| GIVEN TEXT |
- Opening Delimiter -

The downside of mechanical manipulation is that it might crack or the die. Usually it happens at the corners where the die is weakest. So only do it if you have spares or don't care about an imperfect job.

Method 2: Get rid of the bunsen burner and nitric acid. Set your hot air station to 400-500 degrees C (I don't remember the exact temp). Use needle nose pliers or tweezers to heat the chip, then gently bend the chip which should break off pieces of the epoxy. Repeat until you have the bare die. With practice you get to decap chips very quickly. Clean the die surface by rubbing it against paper with some acetone. If you can't get it clean enough this way (which was rare) resort to tube+nitric+heat but only the bare die.

[magic]

Method 1: Nitric acid in test tube over bunsen burner. My advice: don't bother with method 1, go to method 2. Watch out for the nitric acid exploding, i.e literally shooting out the tube as if it were a barrel.

- Closing Delimiter -

| TASKS TO CARRY OUT |
#1 Reproduce the part of the chip-decapping passage from "Method 1: Nitric" to "were a barrel." word for word.
#2 Based on the chip-decapping passage, answer yes or no to each statement and quote the words that decide it: (a) The hot air station is to be set to 400-500 degrees C. (b) The die is weakest at its center. (c) The writer recommends method 1 over method 2.

| Referring expression data |
- Opening Delimiter -

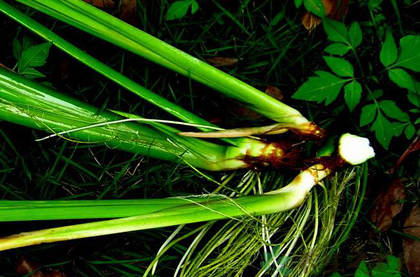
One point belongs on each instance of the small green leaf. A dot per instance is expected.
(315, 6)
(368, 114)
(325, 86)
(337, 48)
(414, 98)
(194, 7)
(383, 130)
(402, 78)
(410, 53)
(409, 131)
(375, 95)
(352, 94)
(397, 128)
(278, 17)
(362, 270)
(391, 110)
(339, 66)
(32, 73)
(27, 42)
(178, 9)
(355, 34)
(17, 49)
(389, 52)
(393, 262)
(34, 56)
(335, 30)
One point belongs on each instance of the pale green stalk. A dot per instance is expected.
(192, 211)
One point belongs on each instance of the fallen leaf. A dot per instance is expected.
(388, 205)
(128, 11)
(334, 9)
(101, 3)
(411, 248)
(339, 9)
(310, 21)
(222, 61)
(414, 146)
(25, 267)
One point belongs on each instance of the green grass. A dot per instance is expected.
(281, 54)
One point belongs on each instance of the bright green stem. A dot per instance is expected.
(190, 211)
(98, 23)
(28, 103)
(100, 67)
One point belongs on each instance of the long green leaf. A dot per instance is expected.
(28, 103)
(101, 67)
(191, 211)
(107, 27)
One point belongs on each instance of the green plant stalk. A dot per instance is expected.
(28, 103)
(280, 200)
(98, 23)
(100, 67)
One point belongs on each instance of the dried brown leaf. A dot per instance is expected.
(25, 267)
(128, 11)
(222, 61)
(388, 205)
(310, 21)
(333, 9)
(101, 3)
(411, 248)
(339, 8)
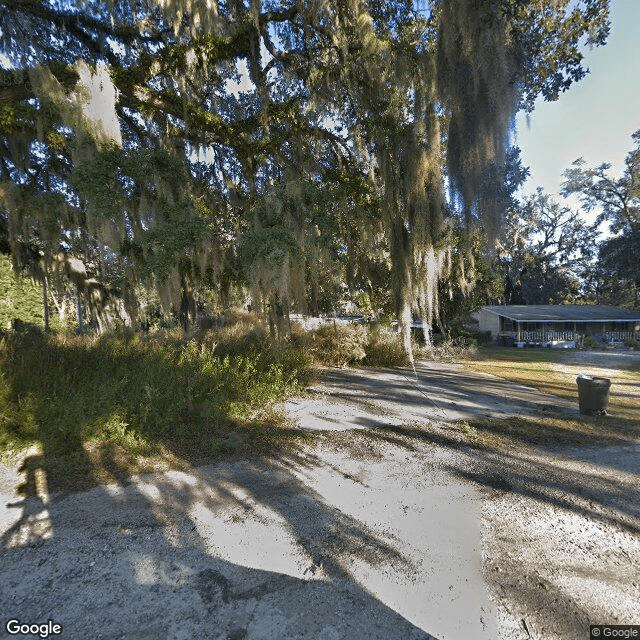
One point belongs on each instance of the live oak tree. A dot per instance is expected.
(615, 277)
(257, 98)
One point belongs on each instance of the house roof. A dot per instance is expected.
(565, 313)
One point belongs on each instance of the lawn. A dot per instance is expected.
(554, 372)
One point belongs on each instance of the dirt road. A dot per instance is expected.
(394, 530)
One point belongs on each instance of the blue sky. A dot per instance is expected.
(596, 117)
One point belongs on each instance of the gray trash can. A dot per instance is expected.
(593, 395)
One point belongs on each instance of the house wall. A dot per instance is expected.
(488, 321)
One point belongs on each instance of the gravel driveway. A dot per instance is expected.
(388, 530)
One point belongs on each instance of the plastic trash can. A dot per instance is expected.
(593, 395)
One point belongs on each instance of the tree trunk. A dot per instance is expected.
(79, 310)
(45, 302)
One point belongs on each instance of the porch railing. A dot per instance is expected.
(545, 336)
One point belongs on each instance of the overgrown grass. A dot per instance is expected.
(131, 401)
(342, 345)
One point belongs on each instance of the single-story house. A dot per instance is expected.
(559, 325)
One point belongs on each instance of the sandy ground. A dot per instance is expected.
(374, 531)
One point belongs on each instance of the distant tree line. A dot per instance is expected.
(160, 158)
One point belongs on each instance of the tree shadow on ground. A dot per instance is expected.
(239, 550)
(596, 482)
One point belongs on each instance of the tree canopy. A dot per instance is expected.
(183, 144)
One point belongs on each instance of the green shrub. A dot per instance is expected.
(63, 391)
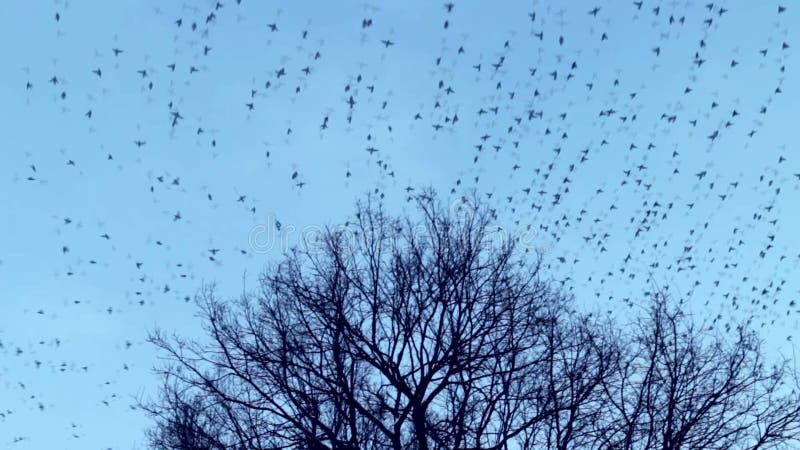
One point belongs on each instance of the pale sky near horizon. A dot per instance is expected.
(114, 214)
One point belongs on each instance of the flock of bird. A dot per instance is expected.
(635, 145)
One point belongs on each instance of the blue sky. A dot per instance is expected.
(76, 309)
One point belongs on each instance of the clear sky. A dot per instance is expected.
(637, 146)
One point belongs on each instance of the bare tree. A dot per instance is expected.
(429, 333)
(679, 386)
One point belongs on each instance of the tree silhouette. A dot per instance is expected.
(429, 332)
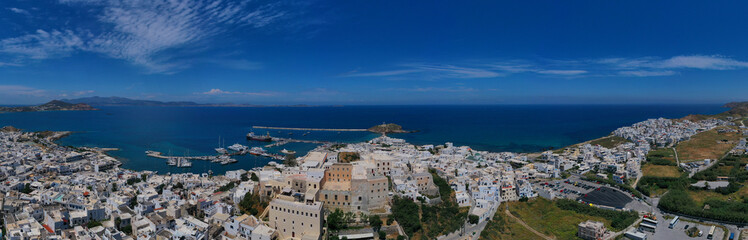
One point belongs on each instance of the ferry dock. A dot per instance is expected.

- Closing Delimiter -

| ANSWERS FOR EACH ITEM |
#1
Method 1: Nitric acid in test tube over bunsen burner. My advice: don't bother with method 1, go to method 2. Watch out for the nitric acid exploding, i.e literally shooting out the tube as if it were a barrel.

#2
(a) Yes: "Set your hot air station to 400-500 degrees C"
(b) No: "Usually it happens at the corners where the die is weakest."
(c) No: "don't bother with method 1, go to method 2"